►
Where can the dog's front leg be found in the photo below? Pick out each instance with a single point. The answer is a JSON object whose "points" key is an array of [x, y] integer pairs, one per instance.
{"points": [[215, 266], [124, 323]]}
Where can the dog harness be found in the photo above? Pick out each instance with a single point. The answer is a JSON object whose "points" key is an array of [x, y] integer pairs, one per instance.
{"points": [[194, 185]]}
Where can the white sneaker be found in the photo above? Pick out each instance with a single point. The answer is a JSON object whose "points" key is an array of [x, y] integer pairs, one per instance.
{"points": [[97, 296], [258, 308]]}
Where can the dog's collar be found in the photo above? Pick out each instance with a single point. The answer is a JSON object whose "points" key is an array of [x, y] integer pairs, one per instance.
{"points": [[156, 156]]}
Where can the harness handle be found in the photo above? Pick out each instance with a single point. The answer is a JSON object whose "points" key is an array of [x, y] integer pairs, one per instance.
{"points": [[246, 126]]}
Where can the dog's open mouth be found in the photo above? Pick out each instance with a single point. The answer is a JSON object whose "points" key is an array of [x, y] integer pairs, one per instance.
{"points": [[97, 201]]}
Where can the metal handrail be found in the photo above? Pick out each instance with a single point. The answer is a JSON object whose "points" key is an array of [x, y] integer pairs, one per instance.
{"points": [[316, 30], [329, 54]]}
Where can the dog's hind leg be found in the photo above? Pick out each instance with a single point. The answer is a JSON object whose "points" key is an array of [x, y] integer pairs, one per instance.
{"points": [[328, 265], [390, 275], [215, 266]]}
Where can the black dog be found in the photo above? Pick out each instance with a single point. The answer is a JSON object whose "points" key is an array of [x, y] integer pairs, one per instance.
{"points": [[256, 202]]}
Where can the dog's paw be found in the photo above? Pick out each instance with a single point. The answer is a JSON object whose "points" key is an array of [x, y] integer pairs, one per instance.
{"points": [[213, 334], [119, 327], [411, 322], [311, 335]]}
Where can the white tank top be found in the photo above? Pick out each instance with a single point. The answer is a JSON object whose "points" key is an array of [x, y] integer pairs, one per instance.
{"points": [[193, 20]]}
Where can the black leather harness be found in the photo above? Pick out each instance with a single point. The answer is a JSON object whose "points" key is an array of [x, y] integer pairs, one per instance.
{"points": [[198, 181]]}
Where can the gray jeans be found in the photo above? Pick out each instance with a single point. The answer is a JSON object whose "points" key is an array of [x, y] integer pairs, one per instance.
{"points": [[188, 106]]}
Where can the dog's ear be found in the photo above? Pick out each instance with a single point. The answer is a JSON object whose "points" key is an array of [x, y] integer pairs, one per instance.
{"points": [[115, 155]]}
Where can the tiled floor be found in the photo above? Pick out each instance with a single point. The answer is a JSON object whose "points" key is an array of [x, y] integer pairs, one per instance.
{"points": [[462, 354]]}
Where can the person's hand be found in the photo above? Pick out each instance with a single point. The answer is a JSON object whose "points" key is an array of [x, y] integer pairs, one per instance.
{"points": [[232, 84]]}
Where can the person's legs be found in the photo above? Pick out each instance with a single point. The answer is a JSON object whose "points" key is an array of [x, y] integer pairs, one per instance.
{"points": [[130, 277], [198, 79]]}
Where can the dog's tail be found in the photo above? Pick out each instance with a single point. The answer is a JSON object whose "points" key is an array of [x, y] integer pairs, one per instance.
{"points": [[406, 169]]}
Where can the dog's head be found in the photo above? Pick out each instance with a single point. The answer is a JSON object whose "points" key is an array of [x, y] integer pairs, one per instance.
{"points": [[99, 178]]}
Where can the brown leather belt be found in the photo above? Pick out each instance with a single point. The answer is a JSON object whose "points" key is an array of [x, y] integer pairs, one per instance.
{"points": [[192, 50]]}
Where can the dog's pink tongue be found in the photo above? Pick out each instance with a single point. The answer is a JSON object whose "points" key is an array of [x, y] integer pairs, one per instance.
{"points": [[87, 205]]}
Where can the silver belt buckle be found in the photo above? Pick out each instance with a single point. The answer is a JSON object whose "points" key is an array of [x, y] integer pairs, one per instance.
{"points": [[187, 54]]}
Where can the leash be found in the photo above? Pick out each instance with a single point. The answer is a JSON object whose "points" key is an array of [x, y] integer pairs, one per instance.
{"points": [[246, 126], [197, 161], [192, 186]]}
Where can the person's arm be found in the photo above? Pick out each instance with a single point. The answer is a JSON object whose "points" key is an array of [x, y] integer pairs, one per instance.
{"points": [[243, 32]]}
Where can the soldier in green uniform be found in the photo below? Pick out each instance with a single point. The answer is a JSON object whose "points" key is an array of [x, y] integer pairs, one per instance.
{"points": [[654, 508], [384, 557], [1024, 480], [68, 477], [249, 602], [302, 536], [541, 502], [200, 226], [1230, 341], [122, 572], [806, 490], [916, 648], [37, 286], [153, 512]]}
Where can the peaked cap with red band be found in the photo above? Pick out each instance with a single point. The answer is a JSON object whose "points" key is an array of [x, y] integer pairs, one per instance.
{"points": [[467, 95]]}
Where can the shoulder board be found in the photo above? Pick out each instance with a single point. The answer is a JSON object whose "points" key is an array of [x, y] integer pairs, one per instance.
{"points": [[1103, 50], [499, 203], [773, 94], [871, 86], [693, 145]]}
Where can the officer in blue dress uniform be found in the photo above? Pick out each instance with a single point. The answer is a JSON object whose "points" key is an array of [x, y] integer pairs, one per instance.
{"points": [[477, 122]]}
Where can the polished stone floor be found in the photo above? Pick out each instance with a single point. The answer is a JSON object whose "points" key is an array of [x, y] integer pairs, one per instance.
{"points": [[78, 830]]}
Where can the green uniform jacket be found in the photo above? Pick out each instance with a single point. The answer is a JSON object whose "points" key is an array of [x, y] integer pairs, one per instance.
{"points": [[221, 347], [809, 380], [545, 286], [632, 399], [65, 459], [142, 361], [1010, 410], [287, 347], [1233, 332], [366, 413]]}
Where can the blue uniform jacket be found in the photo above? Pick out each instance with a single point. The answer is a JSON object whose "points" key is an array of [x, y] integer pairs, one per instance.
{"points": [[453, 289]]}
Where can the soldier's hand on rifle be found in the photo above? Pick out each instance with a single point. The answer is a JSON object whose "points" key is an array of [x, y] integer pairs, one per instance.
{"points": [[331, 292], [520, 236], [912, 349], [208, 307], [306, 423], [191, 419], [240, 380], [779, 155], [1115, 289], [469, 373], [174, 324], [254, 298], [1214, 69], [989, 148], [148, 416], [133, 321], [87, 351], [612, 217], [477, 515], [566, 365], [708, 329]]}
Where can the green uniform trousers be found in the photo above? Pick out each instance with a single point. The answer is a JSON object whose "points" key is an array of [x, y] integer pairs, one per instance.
◄
■ Assignment
The entire listing should be repeated with no line missing and no word altered.

■ Answer box
Where can the dog's front leg be found in the photo below? Pick out each instance with a single point. The answer is a JSON object whose "points" key is an array of [x, y] integer pairs, one per instance.
{"points": [[215, 266], [124, 323]]}
Where can the dog harness be found in the photo above? Pick out each instance with a single point. The answer is a JSON object whose "points" key is an array of [x, y] integer pairs, one per instance.
{"points": [[194, 185]]}
Where can the white sneaker be found in the photo above? Pick out each instance with a single point. The answer is a JSON object whose "points" key is an array of [x, y] integer pairs, one per instance.
{"points": [[97, 296], [258, 308]]}
Where can the dog's collar be found in the photo above? Pick out each instance with a single point. The answer is a JSON object whose "points" key is an array of [x, y] integer pairs, one per instance.
{"points": [[156, 156]]}
Where can the harness handle be found in the photo above? Pick out each instance with a single point. The answer is a JSON object whose "points" key is an array of [x, y] integer pairs, one per instance.
{"points": [[246, 126]]}
Where can the dog's open mouth be found in the photo above? Pick out each instance with a single point. The answer is a JSON object whose "points" key is an array of [x, y] integer pairs, one per instance.
{"points": [[97, 201]]}
Where can the metal handrail be found in the photo above? Pick out each instance with a single point. The answer is a JSON object whose "points" key is an array of [x, y] integer pairs, one per instance.
{"points": [[316, 30], [329, 54]]}
Where can the dog's hind leg be found in the photo above? Pick out each instance with a single point. The answer is a JSON object whose "points" key is an array of [x, y] integer pairs, one per instance.
{"points": [[328, 265], [390, 275], [215, 266]]}
Where can the black dog be found in the photo above? Pick out each instance with a single point. The answer is a JSON object whose "points" key is an array of [x, y] integer pairs, one per instance.
{"points": [[256, 202]]}
Where can the dog's paw be found in the photo above? Pick out each instance with a single point. The answer is a JSON object whose "points" key is an array of [x, y] integer pairs, one per instance.
{"points": [[213, 334], [119, 327], [411, 322], [311, 335]]}
Where can the white tank top be found in the photo above? Pick out each instance with a single point. The answer is a JSON object whose "points" key is an array of [x, y] integer pairs, one per instance.
{"points": [[193, 20]]}
Where can the black leather harness be found in the photo above? Pick out each instance with a single point. The answer is a JSON object whose "points" key is an array of [x, y] integer pairs, one per instance.
{"points": [[198, 181]]}
Where can the gray jeans be found in the photo above? Pick out each instance with a single point. The answer is a JSON object whose "points" key is an array of [x, y] integer pairs, one per instance.
{"points": [[188, 106]]}
Where can the dog's ear be found in the photo above? Pick out each instance with a single point. The answer is a JSON object whose "points" key is an array of [x, y] integer pairs, one per instance.
{"points": [[115, 155]]}
Where can the tiled floor be found in the photo above? Pick out each instance with a single point. The answer is a JSON object whose "points" key is an array of [x, y] integer pairs, one per instance.
{"points": [[462, 354]]}
Where can the person's hand be found in the photo above? Pick out each instance with a single point. The answer is a JSON object whose "points" key is an array of [x, y] integer pairs, one per instance.
{"points": [[232, 84]]}
Where can the person's legs be found in the photo above? Pick out each instance with a single point. The answer is a JSON object whose "points" key is an array of [x, y] integer pairs, one per instance.
{"points": [[130, 277], [198, 79]]}
Where can the dog's tail be found in the photo above? Pick out each instance with a single point. The answer is a JSON object whose "points" key is an array of [x, y] integer pairs, one per instance.
{"points": [[406, 169]]}
Where can the dog's head be found in the photo above? Pick out each instance with a single point. The answer is a JSON object whose "points" key is an array of [x, y] integer pairs, one per instance.
{"points": [[99, 178]]}
Where can the brown leather belt be found in the photo above? Pick out each instance with a single point. The answer is a JSON object whose "points" key is an array of [x, y] integer pairs, one per instance.
{"points": [[192, 50]]}
Where can the dog's pink tongue be found in the photo above? Pick out each instance with a single point. The answer is a JSON object whose "points" key is an array of [x, y] integer pairs, one per instance.
{"points": [[87, 205]]}
Where can the silver belt buckle be found in the photo above? Pick out each instance with a single point. The answer is a JSON object whose "points" key is an array of [x, y] integer pairs, one per instance.
{"points": [[187, 54]]}
Where can the leash be found in the photo above? Pick out each instance with a single point. The answer is a JSON object whose "points" key is an array of [x, y] integer pairs, one per instance.
{"points": [[246, 126], [197, 161], [192, 186]]}
Where can the person's arm be found in the photo above? Pick out each instance with a single point. The answer is a JSON object whose "points" key is an array of [x, y] integer pairs, one per instance.
{"points": [[243, 32]]}
Where can the soldier in green uniform be found in the photo below? Pick out each instance with a single point. The answer is a JSON object whose "points" key is an array of [x, y] integer pairs, one per instance.
{"points": [[654, 508], [384, 557], [1024, 480], [68, 477], [249, 602], [302, 536], [541, 502], [200, 226], [1230, 341], [122, 572], [806, 490], [916, 648], [37, 286], [153, 512]]}
Where can the peaked cap with red band be found in the photo above? Pick out each instance with a single point. The answer is a JSON object whose "points" key is an array of [x, y] integer pairs, one per instance.
{"points": [[467, 95]]}
Where can the shoulder board be found in the photo above? Pick out each instance with a single point. The answer is a JSON object whose "points" key is an array of [x, y] integer pairs, one per instance.
{"points": [[1103, 50], [499, 203], [773, 94], [871, 86], [693, 145]]}
Where can the officer in blue dress uniform be found in the photo above? Pick out each instance with a single point. The answer is a JSON object whose "points" key is an array of [x, y] integer pairs, one per instance.
{"points": [[477, 122]]}
Where can the polished stone floor be found in the photo above? Pick out each instance with a single point. The answer is a JSON object whose "points" key is an array of [x, y] integer pairs, one per instance.
{"points": [[78, 830]]}
Where can the green uniform jacket be found in the photo above? Pick out each instance with a single point. The answer is a JSON object whose "points" key is an array of [x, y] integer pairs, one per instance.
{"points": [[221, 347], [809, 380], [545, 286], [632, 399], [65, 459], [142, 361], [1010, 410], [287, 347], [1233, 332], [366, 413]]}
Where can the blue uniform jacket be found in the photo above? Pick out each instance with a single point. The answer is a JSON object whose "points" key is an array of [x, y] integer pairs, one per instance.
{"points": [[453, 289]]}
Where can the soldier's hand on rifle be found in the photo above? Pick out each instance with a single point. The answer is a JSON object whose "points" key is an array of [x, y] integer pairs, one per instance.
{"points": [[331, 292], [520, 236], [912, 349], [208, 307], [306, 423], [191, 419], [240, 380], [779, 155], [1115, 289], [469, 373], [174, 324], [254, 298], [1214, 69], [989, 148], [148, 416], [133, 321], [87, 351], [612, 217], [477, 515], [566, 365], [708, 329]]}
Where can the green uniform trousers be found in the photo above? Pick out each instance with a single point. The answer is a JSON object whose "points" key is an array of [x, y] integer pairs, one per instance.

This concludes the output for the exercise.